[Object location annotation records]
┌────────
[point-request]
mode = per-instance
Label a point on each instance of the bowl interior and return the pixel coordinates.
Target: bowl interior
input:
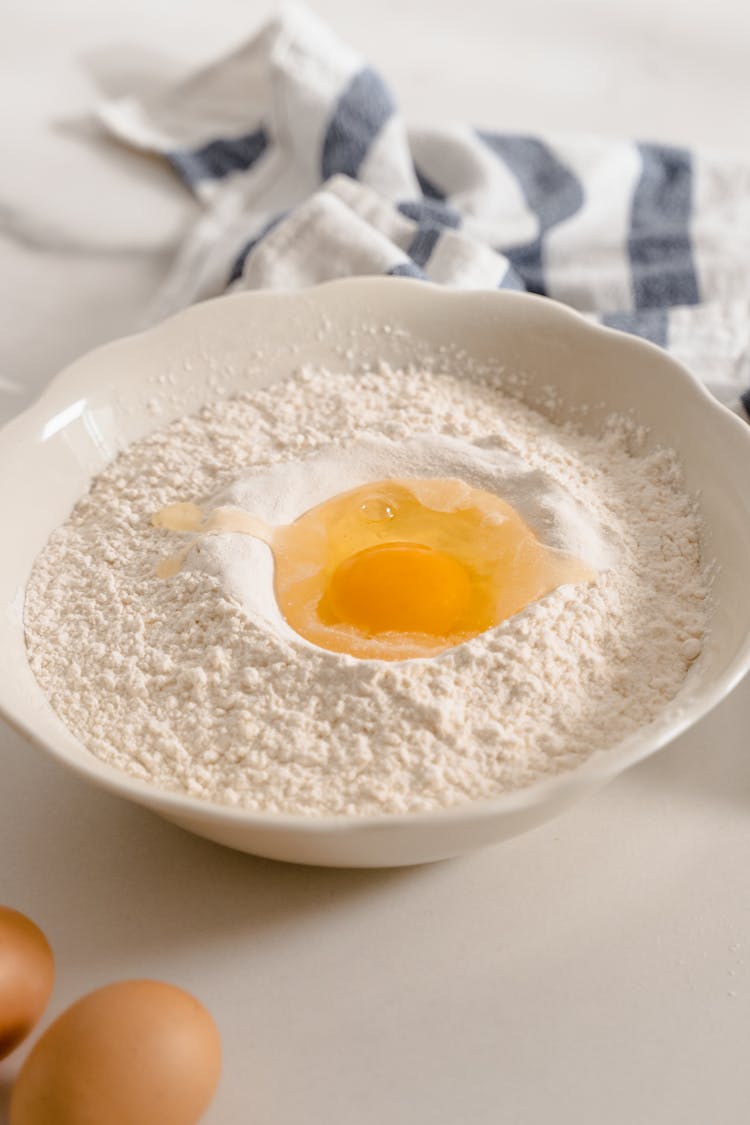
└────────
## EXERCISE DIRECTIONS
Turn the records above into a JSON list of strings with one string per line, skipping blank lines. Leave the pictures out.

## PROBLEM SOLUTION
[
  "[point-request]",
  "mode = per-instance",
  "Label a point on each instance of the bowl interior and return the pixel coordinates.",
  "Target: bowl interior",
  "input:"
]